Set tasks:
- 1) Duplicate everything in the Vim release post from "There were 28" down to "than a month.".
- 2) According to the Vim release post, how many days passed between the announcements of 7.2a and 7.2?
- 3) Summarize the Vim release post in two sentences.

Excerpt to read:
********

There were 28 days between the announcement of 7.3a and 7.3, 46 between 7.2a
and 7.2, and 7 between 7.1a and 7. It took 45 days to go from 7's first beta
to stable release.

For many of these, there were several beta releases, so there's a good chance
we'll see a 7.4b or 7.4c. I would say that it certainly won't take more than
two months before 7.4 is released and probably will take less than a month.

You can sign up for vim-announce here:
[http://www.vim.org/maillist.php](http://www.vim.org/maillist.php).

Sources: 7.3a:
[https://groups.google.com/forum/#!topic/vim_dev/lSlC6cUV5TY](https://groups.google.com/forum/#!topic/vim_dev/lSlC6cUV5TY)

7.3
[https://groups.google.com/forum/#!topic/vim_announce/ZsAu_RU...](https://groups.google.com/forum/#!topic/vim_announce/ZsAu_RUjVUs)

********

Dataset content:
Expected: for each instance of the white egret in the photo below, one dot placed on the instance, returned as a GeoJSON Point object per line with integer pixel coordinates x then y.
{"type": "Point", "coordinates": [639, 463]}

********

Solved problems:
- 1)
There were 28 days between the announcement of 7.3a and 7.3, 46 between 7.2a
and 7.2, and 7 between 7.1a and 7. It took 45 days to go from 7's first beta
to stable release.

For many of these, there were several beta releases, so there's a good chance
we'll see a 7.4b or 7.4c. I would say that it certainly won't take more than
two months before 7.4 is released and probably will take less than a month.

- 2) 46 days.

- 3) Past Vim releases followed their first beta announcements by 28 days for 7.3, 46 days for 7.2 and 7 days for 7.1, while 7 took 45 days from first beta to stable release. Because several of these versions had more than one beta, a 7.4b or 7.4c is likely, and 7.4 should arrive within two months and probably in under one.